- What you need to do
Please return, with no alterations, the lines below from the very first through the one that contains "Find sky here.".

Records excerpted from a collection
..........
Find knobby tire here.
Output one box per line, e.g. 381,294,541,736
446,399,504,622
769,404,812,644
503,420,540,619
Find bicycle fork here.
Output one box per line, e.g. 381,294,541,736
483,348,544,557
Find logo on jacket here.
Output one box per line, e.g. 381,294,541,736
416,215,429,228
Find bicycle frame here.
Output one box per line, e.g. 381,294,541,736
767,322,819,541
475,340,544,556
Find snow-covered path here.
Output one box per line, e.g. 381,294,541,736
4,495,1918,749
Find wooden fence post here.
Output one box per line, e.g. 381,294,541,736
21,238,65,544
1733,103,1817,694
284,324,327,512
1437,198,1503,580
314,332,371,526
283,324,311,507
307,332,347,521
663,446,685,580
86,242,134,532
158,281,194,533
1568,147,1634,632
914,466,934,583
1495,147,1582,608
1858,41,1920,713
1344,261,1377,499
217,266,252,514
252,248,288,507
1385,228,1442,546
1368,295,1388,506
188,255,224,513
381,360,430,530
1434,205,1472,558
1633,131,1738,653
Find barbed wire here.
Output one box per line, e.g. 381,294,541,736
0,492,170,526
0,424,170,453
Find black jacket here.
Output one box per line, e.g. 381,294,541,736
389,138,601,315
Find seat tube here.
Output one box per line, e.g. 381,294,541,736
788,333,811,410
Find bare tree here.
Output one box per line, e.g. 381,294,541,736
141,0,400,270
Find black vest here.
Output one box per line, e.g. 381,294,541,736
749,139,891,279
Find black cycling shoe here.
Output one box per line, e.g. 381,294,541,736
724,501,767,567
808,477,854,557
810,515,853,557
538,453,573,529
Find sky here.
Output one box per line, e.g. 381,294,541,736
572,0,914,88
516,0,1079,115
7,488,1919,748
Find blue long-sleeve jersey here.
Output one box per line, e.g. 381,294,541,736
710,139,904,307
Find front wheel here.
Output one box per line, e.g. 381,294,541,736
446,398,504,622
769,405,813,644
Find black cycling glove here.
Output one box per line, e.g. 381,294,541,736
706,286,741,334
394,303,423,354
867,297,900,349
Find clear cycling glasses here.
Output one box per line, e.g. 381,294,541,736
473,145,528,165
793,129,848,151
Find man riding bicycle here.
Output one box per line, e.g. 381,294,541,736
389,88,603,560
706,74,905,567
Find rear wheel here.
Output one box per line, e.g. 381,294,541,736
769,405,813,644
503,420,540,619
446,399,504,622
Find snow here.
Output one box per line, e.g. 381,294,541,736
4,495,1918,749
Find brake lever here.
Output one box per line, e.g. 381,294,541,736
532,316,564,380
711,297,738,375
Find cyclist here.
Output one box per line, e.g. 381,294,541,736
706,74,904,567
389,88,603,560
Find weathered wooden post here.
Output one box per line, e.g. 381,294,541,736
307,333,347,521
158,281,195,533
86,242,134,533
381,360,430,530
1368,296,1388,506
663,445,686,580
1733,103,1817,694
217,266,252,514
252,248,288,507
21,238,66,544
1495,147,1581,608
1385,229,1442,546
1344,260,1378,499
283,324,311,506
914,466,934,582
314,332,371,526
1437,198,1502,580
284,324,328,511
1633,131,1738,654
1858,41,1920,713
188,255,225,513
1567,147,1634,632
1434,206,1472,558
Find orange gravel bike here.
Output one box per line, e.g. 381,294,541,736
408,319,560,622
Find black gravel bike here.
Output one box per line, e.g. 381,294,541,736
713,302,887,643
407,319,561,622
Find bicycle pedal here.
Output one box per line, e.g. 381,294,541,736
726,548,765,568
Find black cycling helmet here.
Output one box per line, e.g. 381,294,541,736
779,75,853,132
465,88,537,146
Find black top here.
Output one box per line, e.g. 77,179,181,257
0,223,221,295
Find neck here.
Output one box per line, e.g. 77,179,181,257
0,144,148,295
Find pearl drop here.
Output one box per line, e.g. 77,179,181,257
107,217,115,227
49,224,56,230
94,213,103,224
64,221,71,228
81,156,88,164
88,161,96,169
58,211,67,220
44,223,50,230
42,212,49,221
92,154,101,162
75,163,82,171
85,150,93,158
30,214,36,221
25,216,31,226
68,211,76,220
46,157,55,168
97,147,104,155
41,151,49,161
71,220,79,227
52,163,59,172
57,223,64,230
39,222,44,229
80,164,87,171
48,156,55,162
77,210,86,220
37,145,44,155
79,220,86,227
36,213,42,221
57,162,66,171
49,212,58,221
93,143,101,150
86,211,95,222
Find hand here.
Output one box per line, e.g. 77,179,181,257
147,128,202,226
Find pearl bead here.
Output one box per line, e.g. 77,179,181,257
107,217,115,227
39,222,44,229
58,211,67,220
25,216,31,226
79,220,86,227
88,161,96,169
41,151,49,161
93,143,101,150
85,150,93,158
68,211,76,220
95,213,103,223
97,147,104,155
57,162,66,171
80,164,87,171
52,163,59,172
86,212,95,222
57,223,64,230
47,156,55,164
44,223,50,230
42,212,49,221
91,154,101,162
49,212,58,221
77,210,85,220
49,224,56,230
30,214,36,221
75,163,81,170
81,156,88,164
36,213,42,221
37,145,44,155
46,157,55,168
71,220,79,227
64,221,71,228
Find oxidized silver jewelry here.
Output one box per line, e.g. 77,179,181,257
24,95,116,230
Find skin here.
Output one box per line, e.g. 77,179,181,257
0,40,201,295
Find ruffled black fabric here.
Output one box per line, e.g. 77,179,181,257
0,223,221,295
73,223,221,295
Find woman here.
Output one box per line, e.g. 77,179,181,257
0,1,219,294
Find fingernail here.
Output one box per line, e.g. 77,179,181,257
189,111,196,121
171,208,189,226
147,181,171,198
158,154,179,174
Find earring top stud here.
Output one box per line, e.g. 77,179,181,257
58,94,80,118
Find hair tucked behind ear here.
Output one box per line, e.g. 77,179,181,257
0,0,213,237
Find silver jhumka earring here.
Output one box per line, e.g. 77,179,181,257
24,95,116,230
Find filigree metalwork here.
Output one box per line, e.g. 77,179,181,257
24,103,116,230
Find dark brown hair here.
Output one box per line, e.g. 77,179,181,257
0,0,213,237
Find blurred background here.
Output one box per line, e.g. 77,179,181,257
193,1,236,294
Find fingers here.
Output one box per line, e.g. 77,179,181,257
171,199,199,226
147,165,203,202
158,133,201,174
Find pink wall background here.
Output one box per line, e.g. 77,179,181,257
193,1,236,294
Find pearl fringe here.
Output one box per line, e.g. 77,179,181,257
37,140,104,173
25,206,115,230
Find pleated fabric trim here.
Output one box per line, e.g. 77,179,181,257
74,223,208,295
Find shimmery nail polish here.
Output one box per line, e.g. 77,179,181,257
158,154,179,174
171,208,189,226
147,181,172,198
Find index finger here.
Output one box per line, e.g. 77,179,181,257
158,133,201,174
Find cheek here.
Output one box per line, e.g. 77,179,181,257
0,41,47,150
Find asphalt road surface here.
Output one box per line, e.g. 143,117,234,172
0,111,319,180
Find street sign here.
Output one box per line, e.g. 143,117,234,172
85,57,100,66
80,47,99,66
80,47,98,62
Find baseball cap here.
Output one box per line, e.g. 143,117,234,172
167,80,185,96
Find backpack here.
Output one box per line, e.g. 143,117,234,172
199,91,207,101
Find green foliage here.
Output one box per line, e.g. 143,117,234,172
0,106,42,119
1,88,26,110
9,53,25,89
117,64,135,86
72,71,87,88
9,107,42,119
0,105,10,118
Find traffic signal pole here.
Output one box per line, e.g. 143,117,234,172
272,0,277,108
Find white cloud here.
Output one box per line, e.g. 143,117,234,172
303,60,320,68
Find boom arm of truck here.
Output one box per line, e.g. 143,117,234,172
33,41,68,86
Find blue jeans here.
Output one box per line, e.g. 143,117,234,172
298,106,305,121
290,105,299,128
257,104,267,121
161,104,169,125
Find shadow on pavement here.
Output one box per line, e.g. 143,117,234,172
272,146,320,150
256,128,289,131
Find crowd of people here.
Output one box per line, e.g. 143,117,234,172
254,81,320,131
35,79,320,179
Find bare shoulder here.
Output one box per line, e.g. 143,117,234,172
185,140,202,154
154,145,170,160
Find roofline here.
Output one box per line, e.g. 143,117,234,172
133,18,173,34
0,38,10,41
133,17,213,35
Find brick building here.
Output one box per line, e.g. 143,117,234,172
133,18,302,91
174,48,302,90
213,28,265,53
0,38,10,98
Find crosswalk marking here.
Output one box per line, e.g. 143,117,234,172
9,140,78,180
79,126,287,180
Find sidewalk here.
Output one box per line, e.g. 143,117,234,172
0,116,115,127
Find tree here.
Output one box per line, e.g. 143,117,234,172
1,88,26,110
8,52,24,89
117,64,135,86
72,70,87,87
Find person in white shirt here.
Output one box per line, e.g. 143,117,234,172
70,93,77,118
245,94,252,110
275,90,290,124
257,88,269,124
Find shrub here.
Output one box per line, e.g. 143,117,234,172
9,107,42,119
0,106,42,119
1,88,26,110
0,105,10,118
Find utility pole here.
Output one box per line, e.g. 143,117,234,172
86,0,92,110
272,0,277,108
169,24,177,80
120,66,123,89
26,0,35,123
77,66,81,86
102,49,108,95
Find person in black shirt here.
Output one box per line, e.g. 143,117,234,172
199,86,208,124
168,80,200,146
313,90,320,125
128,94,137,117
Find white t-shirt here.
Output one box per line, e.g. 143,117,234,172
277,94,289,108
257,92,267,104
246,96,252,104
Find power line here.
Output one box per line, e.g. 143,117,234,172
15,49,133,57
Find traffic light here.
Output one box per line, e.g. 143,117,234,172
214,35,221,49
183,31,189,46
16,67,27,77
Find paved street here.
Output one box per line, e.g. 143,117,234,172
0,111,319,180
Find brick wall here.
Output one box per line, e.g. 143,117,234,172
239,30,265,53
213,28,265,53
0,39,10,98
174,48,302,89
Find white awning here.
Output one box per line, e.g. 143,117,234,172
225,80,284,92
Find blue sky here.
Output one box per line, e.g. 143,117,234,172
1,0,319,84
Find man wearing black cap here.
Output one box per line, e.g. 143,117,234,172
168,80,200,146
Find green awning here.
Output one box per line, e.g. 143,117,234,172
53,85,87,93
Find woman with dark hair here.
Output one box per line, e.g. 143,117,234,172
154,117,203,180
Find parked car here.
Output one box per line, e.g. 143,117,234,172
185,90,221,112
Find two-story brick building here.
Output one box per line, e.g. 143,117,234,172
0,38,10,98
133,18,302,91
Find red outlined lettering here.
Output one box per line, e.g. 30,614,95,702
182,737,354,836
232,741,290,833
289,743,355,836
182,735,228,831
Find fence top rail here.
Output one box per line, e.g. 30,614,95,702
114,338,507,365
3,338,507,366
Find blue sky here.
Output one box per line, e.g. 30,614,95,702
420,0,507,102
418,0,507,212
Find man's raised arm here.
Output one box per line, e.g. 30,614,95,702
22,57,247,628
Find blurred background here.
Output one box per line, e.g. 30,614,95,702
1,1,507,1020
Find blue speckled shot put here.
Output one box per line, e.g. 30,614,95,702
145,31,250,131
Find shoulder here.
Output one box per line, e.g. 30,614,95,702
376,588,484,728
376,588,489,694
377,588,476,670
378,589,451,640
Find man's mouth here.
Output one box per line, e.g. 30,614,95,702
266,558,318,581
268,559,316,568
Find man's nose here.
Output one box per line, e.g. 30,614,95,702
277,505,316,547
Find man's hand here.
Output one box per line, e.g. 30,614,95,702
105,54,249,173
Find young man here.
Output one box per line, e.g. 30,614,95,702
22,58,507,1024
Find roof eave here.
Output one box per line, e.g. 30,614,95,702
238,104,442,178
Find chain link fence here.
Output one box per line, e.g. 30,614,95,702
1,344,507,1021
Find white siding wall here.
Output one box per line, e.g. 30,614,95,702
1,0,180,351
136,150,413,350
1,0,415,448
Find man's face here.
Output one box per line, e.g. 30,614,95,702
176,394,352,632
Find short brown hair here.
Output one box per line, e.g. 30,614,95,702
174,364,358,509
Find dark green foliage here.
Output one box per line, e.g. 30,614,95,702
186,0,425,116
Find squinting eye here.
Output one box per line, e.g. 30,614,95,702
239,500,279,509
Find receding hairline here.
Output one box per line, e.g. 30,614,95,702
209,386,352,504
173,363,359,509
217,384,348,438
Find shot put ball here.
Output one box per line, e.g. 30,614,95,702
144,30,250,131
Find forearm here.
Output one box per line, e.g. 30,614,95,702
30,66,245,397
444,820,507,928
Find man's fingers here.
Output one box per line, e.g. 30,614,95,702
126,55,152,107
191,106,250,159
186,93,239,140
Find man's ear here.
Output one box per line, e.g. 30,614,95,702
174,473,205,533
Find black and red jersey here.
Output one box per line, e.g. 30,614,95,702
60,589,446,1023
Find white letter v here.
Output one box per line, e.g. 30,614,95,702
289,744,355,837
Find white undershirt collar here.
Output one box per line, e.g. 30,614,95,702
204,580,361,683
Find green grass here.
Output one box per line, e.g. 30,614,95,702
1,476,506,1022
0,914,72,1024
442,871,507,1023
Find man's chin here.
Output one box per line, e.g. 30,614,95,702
..........
- Task answer
Find knobby tire here.
Output one box per line, e.g. 381,294,541,736
446,399,504,622
769,404,812,644
503,420,540,619
Find bicycle fork here.
Output one box per line, e.g. 381,294,541,736
483,348,544,557
Find logo on jacket here.
Output one box per line, e.g. 381,294,541,736
416,215,429,228
Find bicycle frame here.
Output one box per line, e.g. 381,294,541,736
767,322,819,541
475,340,544,556
Find snow-covered path here.
Output one box per line, e.g. 381,294,541,736
4,495,1918,749
Find wooden fence post here.
Output one box per line, e.g. 381,294,541,736
21,238,65,544
1733,103,1817,694
284,324,327,512
1437,198,1503,580
314,332,371,526
283,324,311,507
307,332,347,521
663,446,685,580
86,242,134,532
158,281,194,533
1568,147,1634,632
914,466,934,583
1495,147,1582,608
1858,41,1920,713
1344,261,1377,499
217,266,252,514
252,248,288,507
1385,228,1442,546
1368,295,1388,506
188,255,224,513
381,360,430,530
1434,205,1472,558
1633,131,1738,653
Find barbed wire here.
Output one box per line, e.g. 381,294,541,736
0,492,170,526
0,424,170,453
Find black jacket here.
Output one box per line, e.g. 381,294,541,736
389,138,601,315
Find seat tube here.
Output one box per line, e.g. 381,294,541,736
788,333,811,410
Find bare tree here.
Output one box per line, e.g. 381,294,541,736
141,0,400,270
Find black vest here.
Output one box per line, e.g. 381,294,541,736
749,139,891,279
Find black cycling shoe here.
Output one box per line, e.g. 381,294,541,736
724,501,767,567
808,477,854,557
810,515,853,557
538,453,573,529
Find sky here.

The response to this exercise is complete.